* **What is being asked**
Copy out the listing below, changing "largest" to "biggest" wherever it appears and keeping everything else the same.

───── Exercise material ─────

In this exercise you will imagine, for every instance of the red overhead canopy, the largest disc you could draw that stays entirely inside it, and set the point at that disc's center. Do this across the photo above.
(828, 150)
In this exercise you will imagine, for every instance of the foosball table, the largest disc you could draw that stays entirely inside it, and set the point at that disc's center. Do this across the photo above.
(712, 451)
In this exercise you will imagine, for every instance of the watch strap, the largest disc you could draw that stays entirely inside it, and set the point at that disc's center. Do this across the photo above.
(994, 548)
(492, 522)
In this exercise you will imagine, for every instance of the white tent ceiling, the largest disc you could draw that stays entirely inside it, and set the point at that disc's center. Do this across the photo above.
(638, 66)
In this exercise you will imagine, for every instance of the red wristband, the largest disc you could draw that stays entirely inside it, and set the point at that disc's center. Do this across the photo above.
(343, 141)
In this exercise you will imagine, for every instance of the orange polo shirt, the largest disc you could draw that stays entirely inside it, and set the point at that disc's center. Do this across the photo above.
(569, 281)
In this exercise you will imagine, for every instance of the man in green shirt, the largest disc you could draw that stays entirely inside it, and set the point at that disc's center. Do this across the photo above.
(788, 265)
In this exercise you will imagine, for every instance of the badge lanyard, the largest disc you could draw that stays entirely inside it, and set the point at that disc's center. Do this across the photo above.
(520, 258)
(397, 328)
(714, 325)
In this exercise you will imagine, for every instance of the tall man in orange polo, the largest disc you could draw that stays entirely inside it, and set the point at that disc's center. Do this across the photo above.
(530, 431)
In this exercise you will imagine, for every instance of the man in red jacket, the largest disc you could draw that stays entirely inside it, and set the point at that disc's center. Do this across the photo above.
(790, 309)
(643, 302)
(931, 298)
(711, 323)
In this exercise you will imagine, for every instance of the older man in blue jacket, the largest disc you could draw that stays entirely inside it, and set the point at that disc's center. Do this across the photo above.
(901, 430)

─────

* **Written response**
In this exercise you will imagine, for every instance of the red overhead canopy, the biggest disc you could draw that stays entirely inside it, and set the point at that disc's center. Do this across the photo above.
(828, 150)
In this exercise you will imagine, for every instance of the foosball table, the biggest disc you could draw that stays entirely inside it, and set the point at that disc's center. Do this across the photo above.
(712, 451)
In this exercise you will imagine, for every instance of the watch strap, the biggest disc you could draw that stays entirely inside it, and set the point at that disc's center. Do this across the photo above.
(994, 548)
(492, 522)
In this exercise you will imagine, for every instance of the white tent ceiling, the biggest disc you could draw that stays entirely inside it, and set the point at that disc's center. Do this across the photo above.
(638, 66)
In this exercise you will imagine, for every instance of the red wristband, the biggest disc you could draw that stays entirely inside it, and set the point at that disc's center. Do this across the photo above.
(343, 141)
In this exercise you will imagine, for every instance of the orange polo shirt, the biggest disc you could draw that stays entirely inside it, and set the point at that disc's center. Do this across the photo above.
(569, 281)
In this exercise you will imagine, for every instance of the man in green shirt, the biggest disc you could draw that stays entirely inside it, and set the point at that disc's center. Do this across the photo above.
(788, 265)
In this exercise you will imagine, for every instance of the badge lanyard, the biggest disc you could draw that stays entirely inside it, and set the point at that disc's center. Do this across the photo above.
(520, 258)
(397, 328)
(714, 325)
In this exercise you will imagine, for every instance of the tall man in orange polo, the biggest disc you could draw that stays entirely inside it, and set the point at that disc's center. Do this across the photo above.
(530, 431)
In this exercise you will imagine, for every instance of the man in red jacket, the biggest disc you could draw that stays entirely inside it, and set the point at that disc's center. Do this across the photo above.
(790, 309)
(643, 302)
(931, 298)
(711, 323)
In this exercise you will imagine, for every instance of the older man in blue jacket, the biggest disc you could draw that stays entirely inside it, and set the point at that disc's center. Do this across the photo above.
(901, 430)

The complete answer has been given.